Reproduce the passage on software patents below verbatim, in its entirety.

- Source passage:
====

Software patents are the software project equivalent of land mines: Each design decision carries a risk of stepping on a patent, which can destroy your project.
Developing a large and complex program means combining many ideas, often hundreds or thousands of them. In a country that allows software patents, chances are that some substantial fraction of the ideas in your program will be patented already by various companies. Perhaps hundreds of patents will cover parts of your program. A study in 2004 found almost 300 U.S. patents that covered various parts of a single important program. It is so much work to do such a study that only one has been done.
Practically speaking, if you are a software developer, you will usually be threatened by one patent at a time. When this happens, you may be able to escape unscathed if you find legal grounds to overturn the patent. You may as well try it; if you succeed, that will mean one less mine in the field.
Practically speaking, if you are a software developer, you will usually be threatened by one patent at a time.

====

- Listed entries:
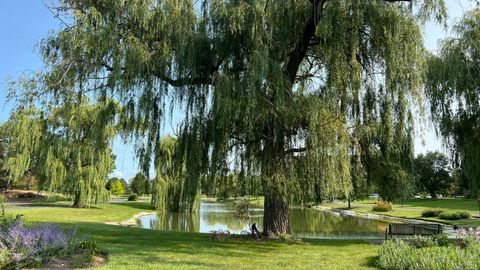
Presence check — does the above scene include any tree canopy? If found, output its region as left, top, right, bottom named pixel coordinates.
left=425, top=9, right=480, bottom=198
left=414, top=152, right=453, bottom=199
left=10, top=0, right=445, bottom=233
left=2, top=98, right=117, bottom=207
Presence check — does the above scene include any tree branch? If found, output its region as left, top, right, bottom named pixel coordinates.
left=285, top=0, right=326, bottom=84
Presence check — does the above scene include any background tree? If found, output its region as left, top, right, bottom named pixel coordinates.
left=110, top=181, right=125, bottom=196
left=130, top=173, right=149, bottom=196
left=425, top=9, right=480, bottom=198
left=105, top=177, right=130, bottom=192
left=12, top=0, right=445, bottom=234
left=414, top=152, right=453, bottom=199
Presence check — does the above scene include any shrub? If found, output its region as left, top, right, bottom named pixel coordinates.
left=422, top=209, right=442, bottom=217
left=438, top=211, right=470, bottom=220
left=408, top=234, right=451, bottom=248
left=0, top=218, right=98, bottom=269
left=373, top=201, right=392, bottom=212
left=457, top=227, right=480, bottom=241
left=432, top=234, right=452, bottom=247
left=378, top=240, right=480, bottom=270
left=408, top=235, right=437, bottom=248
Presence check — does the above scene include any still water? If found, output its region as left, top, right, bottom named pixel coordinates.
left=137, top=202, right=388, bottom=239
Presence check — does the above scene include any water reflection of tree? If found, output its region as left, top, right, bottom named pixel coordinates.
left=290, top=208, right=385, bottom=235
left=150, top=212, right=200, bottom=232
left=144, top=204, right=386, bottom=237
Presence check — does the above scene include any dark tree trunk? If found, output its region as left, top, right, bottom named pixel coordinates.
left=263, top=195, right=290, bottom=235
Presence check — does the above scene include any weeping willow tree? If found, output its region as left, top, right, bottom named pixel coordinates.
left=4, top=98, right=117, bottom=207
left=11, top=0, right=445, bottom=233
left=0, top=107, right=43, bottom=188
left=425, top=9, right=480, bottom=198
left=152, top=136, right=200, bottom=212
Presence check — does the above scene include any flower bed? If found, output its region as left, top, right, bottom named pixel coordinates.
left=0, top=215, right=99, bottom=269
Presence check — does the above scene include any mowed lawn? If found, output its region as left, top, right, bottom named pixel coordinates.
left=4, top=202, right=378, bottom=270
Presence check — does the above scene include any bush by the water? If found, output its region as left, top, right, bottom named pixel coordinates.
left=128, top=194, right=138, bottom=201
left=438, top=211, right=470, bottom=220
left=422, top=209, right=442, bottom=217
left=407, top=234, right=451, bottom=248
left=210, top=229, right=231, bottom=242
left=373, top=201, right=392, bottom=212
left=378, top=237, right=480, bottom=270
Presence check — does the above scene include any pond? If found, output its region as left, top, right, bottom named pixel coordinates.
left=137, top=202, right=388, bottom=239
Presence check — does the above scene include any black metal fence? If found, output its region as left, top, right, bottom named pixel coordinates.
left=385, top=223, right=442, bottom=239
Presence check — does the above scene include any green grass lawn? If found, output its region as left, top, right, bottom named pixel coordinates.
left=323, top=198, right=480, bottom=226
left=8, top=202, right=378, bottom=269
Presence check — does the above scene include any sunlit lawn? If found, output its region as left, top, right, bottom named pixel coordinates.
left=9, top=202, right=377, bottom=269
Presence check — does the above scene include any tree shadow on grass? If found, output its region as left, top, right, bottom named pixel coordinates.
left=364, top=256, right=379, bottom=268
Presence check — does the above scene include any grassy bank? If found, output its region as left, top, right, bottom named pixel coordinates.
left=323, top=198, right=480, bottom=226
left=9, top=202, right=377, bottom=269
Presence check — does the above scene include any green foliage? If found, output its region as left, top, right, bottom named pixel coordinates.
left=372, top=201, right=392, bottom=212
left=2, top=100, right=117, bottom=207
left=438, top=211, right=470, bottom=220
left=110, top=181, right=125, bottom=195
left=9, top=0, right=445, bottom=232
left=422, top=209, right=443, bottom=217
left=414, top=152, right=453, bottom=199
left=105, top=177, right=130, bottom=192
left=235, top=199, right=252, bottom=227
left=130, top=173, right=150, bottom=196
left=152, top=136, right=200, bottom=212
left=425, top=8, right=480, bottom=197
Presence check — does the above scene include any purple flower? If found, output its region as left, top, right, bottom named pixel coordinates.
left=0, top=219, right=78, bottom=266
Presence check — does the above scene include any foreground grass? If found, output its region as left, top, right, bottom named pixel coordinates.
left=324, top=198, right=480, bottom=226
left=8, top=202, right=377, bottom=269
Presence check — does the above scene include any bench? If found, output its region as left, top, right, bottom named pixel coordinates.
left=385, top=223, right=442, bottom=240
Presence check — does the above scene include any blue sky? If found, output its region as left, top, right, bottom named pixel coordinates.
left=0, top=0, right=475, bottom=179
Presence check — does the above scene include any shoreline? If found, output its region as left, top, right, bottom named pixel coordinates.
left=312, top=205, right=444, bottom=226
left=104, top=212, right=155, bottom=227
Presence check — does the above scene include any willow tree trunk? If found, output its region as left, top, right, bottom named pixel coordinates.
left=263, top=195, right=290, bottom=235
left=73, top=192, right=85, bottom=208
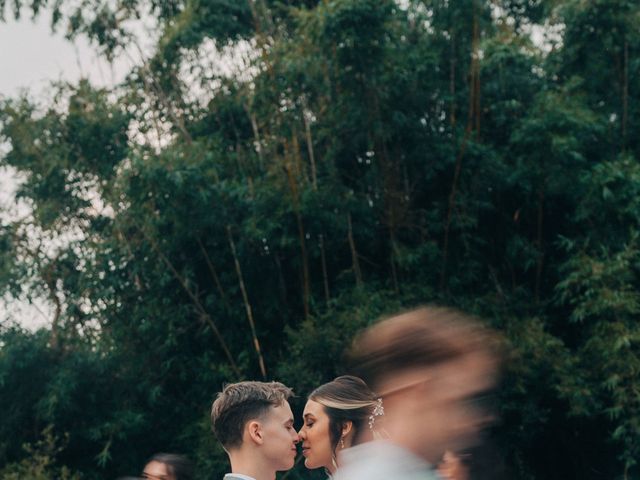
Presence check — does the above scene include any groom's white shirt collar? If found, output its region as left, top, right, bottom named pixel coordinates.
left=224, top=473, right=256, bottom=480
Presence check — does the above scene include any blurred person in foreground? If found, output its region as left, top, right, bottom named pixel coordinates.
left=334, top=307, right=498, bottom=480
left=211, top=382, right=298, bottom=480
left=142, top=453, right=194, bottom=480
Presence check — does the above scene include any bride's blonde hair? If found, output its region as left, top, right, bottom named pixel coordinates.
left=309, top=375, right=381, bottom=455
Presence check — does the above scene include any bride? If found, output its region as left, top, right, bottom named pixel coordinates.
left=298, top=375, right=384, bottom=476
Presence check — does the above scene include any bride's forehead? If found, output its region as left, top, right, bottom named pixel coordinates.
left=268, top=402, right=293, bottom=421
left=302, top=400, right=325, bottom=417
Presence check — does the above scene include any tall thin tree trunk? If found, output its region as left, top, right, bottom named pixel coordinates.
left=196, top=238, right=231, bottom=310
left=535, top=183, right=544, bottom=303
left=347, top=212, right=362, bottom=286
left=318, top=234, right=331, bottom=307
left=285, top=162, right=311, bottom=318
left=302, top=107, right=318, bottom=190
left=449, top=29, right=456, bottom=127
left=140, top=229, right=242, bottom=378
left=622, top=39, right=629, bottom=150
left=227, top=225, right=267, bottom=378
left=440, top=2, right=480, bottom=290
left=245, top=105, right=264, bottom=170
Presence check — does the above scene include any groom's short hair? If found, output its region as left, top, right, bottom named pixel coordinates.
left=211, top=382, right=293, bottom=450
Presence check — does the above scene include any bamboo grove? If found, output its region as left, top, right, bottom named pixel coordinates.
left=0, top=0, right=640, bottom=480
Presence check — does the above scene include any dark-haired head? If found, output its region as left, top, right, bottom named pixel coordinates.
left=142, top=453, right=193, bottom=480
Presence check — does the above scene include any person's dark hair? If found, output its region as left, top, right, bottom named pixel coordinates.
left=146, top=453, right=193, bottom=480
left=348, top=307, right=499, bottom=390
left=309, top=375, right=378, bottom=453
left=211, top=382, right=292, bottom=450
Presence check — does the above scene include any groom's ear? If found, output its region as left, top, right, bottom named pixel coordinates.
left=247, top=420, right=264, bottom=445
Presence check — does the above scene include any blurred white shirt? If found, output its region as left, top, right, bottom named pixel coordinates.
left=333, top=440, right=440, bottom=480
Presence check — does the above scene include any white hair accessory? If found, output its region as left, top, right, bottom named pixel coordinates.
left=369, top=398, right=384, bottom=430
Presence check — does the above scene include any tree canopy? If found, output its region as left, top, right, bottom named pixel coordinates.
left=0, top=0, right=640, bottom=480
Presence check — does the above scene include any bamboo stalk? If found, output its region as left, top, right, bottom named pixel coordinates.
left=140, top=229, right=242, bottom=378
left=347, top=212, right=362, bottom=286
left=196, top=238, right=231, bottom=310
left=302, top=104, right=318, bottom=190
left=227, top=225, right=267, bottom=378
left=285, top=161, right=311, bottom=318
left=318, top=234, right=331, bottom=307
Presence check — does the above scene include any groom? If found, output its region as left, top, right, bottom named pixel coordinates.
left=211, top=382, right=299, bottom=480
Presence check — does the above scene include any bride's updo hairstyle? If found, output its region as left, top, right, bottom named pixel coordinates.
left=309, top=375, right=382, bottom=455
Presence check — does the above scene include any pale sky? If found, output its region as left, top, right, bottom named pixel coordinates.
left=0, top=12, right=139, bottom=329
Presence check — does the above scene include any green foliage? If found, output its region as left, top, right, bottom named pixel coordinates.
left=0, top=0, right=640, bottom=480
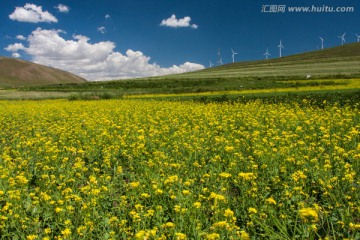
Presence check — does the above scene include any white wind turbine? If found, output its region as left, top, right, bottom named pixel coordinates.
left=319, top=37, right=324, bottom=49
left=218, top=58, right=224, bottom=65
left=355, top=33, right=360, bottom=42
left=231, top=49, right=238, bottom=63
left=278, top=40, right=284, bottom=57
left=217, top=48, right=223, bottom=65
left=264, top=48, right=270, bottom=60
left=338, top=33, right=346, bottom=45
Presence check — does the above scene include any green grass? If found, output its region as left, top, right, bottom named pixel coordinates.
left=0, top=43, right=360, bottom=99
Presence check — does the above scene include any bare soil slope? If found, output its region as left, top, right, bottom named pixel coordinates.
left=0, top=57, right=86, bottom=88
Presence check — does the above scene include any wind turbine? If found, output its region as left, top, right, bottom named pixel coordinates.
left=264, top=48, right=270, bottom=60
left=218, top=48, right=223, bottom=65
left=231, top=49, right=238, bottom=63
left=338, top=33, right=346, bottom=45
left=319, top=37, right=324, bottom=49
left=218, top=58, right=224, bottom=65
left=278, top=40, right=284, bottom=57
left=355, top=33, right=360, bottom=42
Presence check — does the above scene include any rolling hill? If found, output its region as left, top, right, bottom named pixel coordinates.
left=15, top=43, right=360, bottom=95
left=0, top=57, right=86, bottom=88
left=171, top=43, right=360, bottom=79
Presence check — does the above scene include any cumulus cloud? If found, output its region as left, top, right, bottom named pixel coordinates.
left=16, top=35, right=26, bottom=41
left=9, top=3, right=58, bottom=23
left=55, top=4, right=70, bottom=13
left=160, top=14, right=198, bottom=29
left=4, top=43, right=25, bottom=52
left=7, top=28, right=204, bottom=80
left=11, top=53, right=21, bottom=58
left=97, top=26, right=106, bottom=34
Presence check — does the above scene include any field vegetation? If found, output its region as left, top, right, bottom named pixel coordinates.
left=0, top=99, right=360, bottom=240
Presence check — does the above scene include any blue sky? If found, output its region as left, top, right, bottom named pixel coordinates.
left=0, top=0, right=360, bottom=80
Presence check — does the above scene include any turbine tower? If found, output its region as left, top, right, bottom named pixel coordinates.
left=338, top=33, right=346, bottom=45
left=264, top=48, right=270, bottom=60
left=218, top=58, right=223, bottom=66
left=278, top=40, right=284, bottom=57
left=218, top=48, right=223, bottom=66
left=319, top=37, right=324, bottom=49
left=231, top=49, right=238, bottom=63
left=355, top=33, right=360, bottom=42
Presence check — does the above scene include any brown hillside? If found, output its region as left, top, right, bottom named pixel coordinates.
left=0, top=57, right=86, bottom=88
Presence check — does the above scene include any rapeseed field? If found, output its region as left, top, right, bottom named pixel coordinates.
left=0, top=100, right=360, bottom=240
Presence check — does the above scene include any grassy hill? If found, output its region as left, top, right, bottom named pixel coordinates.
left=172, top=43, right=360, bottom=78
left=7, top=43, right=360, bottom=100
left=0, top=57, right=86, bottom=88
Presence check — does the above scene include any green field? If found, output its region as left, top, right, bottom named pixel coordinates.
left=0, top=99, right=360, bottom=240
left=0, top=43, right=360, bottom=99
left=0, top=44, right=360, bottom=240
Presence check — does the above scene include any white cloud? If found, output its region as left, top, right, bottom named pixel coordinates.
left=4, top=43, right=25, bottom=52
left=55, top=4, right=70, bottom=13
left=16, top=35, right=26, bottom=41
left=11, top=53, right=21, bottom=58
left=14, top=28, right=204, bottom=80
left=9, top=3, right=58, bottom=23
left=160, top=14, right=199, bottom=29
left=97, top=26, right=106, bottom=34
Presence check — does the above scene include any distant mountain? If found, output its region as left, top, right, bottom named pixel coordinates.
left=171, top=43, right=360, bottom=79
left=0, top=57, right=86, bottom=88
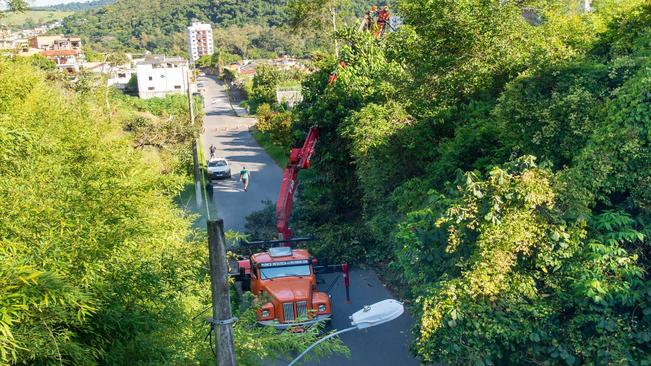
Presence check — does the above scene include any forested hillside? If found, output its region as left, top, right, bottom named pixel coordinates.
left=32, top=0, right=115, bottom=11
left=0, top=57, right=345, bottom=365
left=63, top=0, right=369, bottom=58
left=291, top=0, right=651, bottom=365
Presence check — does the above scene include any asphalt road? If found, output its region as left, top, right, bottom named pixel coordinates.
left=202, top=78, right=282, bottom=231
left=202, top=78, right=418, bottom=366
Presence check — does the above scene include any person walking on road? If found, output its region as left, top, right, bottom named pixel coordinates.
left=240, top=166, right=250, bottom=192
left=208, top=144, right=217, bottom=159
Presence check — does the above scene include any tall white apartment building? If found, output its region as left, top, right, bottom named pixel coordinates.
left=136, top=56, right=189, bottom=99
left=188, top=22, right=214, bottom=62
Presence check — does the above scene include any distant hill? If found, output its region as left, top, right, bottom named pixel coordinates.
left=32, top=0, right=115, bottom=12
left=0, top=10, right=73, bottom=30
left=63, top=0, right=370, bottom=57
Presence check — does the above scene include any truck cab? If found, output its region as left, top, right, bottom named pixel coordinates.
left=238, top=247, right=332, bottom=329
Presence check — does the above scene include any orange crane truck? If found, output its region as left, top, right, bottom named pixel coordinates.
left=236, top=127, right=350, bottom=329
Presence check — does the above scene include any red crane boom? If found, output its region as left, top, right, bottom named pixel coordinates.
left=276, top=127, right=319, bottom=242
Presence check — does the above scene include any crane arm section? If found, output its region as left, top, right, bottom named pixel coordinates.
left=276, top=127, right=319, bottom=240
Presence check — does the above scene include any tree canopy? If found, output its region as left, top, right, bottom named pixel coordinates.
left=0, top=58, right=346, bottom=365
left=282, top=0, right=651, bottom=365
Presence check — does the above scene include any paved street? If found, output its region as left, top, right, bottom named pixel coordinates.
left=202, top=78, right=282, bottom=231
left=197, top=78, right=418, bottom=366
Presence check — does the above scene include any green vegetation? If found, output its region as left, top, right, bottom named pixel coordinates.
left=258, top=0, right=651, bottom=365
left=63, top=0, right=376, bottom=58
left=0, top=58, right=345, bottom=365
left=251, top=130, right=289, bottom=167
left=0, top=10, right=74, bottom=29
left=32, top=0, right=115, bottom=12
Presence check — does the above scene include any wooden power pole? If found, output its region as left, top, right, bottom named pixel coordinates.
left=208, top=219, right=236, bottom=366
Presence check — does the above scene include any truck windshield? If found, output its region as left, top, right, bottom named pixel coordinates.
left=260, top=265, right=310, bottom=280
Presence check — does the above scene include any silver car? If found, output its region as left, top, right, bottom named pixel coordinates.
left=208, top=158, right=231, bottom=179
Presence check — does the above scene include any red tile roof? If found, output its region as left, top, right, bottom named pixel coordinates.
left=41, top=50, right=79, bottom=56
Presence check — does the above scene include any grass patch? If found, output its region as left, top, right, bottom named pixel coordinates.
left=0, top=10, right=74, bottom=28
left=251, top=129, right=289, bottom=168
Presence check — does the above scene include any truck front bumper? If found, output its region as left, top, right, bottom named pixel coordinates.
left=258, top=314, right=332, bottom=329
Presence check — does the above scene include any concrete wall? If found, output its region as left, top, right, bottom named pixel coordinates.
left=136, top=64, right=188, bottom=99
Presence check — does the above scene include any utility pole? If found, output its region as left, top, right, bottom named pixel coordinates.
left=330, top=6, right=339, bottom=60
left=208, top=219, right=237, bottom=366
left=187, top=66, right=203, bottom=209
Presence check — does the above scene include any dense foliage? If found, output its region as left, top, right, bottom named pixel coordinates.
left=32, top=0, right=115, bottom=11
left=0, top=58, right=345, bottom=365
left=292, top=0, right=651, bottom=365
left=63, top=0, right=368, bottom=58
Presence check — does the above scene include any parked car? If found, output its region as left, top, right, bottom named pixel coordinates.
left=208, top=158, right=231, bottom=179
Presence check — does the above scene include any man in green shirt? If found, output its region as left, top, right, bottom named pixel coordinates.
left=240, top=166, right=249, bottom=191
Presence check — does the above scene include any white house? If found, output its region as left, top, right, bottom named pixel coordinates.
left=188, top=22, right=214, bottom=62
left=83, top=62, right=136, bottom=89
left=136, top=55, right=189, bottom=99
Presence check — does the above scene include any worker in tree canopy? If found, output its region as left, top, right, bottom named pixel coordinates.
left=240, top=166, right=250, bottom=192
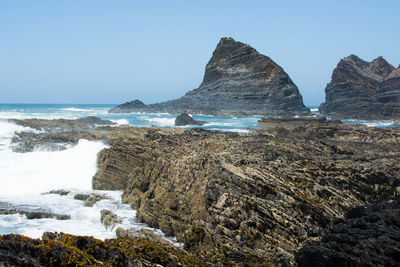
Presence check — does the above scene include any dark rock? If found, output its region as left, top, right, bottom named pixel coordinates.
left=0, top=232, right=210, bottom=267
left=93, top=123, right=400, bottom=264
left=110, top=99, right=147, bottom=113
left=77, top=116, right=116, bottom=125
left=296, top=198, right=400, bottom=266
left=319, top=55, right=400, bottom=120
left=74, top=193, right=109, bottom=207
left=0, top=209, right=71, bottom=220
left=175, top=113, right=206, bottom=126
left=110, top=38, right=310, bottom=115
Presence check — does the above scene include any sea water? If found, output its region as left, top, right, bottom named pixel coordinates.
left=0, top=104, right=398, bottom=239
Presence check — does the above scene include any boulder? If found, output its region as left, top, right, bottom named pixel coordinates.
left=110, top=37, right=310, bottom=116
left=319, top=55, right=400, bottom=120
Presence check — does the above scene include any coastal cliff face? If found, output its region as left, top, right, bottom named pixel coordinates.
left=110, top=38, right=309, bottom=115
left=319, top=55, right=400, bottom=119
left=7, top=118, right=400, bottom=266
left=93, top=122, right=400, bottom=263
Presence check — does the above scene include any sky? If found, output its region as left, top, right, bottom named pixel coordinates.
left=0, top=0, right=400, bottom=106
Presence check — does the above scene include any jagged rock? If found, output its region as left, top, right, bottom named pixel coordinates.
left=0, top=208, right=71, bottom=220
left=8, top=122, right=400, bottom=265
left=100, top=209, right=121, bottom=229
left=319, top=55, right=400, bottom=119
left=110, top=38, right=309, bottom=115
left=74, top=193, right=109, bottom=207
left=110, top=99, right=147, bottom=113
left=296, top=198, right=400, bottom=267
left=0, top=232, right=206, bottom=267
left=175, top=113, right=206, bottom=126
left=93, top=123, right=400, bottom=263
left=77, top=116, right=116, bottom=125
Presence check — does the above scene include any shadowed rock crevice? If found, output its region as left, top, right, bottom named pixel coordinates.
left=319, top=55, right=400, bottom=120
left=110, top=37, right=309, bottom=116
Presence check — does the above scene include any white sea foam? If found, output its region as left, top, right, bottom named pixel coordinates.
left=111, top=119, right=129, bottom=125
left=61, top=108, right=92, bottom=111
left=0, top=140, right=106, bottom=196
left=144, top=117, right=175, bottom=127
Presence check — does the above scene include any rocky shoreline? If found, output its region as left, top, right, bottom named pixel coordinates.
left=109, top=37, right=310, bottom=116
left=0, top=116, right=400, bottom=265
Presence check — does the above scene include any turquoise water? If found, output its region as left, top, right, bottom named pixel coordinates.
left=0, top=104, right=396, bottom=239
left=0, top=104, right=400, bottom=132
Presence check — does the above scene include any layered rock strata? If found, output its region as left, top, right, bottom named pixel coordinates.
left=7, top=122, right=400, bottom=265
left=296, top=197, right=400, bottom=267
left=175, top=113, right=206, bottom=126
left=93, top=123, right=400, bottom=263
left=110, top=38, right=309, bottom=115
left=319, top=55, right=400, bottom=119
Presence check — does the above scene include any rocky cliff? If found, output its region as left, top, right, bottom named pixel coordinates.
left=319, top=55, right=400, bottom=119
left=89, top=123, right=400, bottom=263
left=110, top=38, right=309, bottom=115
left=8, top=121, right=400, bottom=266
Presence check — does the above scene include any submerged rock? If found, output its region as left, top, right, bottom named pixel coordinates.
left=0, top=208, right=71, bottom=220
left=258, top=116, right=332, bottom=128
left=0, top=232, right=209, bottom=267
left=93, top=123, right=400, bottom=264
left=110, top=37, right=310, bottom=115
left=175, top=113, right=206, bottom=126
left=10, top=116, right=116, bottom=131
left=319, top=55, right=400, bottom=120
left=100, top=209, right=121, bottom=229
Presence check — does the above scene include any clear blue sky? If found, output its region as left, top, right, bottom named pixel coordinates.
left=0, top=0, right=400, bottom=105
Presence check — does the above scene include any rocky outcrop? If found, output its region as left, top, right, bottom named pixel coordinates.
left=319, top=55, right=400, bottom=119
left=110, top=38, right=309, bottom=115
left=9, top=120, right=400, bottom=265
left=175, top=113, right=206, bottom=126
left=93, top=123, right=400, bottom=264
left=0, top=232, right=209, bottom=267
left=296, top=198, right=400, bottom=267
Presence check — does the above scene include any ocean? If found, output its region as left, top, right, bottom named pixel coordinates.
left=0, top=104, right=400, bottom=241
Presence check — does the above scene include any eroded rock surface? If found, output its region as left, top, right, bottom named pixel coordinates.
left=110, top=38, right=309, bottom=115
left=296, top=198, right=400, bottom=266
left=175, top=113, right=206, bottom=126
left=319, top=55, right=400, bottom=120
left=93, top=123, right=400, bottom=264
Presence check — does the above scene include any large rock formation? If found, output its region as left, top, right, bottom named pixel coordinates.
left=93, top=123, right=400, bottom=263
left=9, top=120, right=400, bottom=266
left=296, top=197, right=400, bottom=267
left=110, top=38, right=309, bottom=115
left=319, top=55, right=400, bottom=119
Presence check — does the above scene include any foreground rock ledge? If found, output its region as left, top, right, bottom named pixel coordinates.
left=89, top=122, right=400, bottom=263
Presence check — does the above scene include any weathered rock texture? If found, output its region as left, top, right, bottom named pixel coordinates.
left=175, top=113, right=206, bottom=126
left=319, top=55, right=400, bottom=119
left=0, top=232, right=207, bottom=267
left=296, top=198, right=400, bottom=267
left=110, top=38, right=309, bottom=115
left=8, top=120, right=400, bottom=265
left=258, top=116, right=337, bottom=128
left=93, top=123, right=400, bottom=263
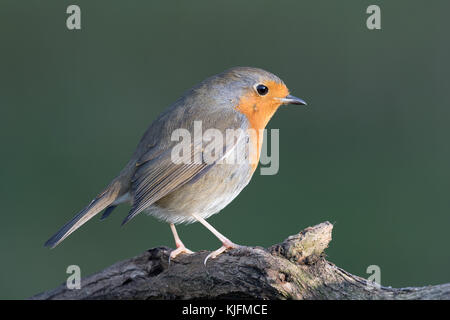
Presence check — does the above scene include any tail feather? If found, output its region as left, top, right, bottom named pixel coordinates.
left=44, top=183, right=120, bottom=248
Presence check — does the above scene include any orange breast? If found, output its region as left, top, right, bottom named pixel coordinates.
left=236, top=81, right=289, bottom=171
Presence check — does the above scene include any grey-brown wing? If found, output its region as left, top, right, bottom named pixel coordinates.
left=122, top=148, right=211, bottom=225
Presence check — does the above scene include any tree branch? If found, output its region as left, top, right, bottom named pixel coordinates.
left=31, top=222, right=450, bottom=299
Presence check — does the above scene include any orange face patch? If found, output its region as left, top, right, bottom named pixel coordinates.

====

- Final result:
Software patents are the software project equivalent of land mines: Each design decision carries a risk of stepping on a patent, which can destroy your project.
Developing a large and complex program means combining many ideas, often hundreds or thousands of them. In a country that allows software patents, chances are that some substantial fraction of the ideas in your program will be patented already by various companies. Perhaps hundreds of patents will cover parts of your program. A study in 2004 found almost 300 U.S. patents that covered various parts of a single important program. It is so much work to do such a study that only one has been done.
Practically speaking, if you are a software developer, you will usually be threatened by one patent at a time. When this happens, you may be able to escape unscathed if you find legal grounds to overturn the patent. You may as well try it; if you succeed, that will mean one less mine in the field.
Practically speaking, if you are a software developer, you will usually be threatened by one patent at a time.